- **Fragmento para leer**:
6. Mientras miro ahora a Washington, un buen actor al que en esta película se le nota demasiado el esfuerzo y la infeliz idea de la gordura, imagino el momento en el que alguien tuvo la feliz idea de que Matthau usara una corbata amarilla para su papel: el amarillo y la jeta de Matthau –definitivamente eso no es una cara– llevan la idea de presencia cinematográfica a una altura difícil de igualar. Y comparo más: el duelo intelectual de Matthau-Shaw se ha convertido ahora en un histeriqueo psicoanalítico, o en una conversación de peluquería, entre los corpulentos Washington y Travolta; los pocos tiros de la original dan lugar ahora a una danza macabra para matar a los dos secuestradores con cara de refugiados (o de refugiados paródicos). Bueno, y podríamos seguir con la bobada de la “corrupción” del personaje de Washington, o con la música que ablanda la conversación entre Washington y su mujer, ya de por sí blanda y líquida, alrededor del “galón de leche” (oh, se habla de cotidianidad en medio de una situación excepcional como la que vive el protagonista, ¿entienden, espectadores?), o con las pavadas verbales –especialmente las del helicóptero– que suelta el fatídico mediador interpretado por John Turturro. O con las plúmbeas referencias religiosas que seguramente agregó el peligroso guionista de doble filo Brian Helgeland (Los Ángeles al desnudo, Río místico, Hombre en llamas). O con un penoso ejemplo de la comparsa políticamente correcta y a la vez correctamente patriótica: un marine negro que se sacrifica por una madre (de un niño) y esposa (de otro marine). Scott y Helgeland apuestan al realismo adiposo con los kilos extra de Denzel Washington, pero no logran la fórmula del realismo modesto, seco, crispado de los diálogos de la versión de 1974, con guión de Peter Stone. Tampoco tienen idea de cómo se podía ser respetuoso y sobrio mediante lo que hoy se ve como incorrección política. Y se embarran en la misoginia más estúpida, con la innecesaria chica demasiado tonta de la cámara web, encajada sólo para tener algo más de supuesta tensión tecnoboba y de guión “sofisticado”.

- **Información mostrada**:
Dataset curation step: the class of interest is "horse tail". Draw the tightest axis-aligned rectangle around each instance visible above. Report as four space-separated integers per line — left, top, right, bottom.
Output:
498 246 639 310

- **Objetivo de la tarea**: Sigue escribiendo la crítica sobre la nueva versión de la película de 1974 a partir de su última oración.

- **Respuesta**:
7. Sí, en esta crítica hemos comparado la película de 1974 con su remake de 2009. La etiqueta de la cinefilia dice que no está bien hacer esas comparaciones (de paso, otra comparación: la remake decimos en Argentina; el remake dicen en España). Pero, por un lado, el propio Scott nos pide que comparemos, al usar –como hacía Sargent– un plano congelado al final: Washington congelado en un momento absurdo, Matthau congelado en el momento y en el gesto justos. Y por otro lado, como habrán visto, este texto intenta tirar la etiqueta cinéfila por la ventana, para ver si se airea un poco. Y de paso, para saber si tiene vértigo.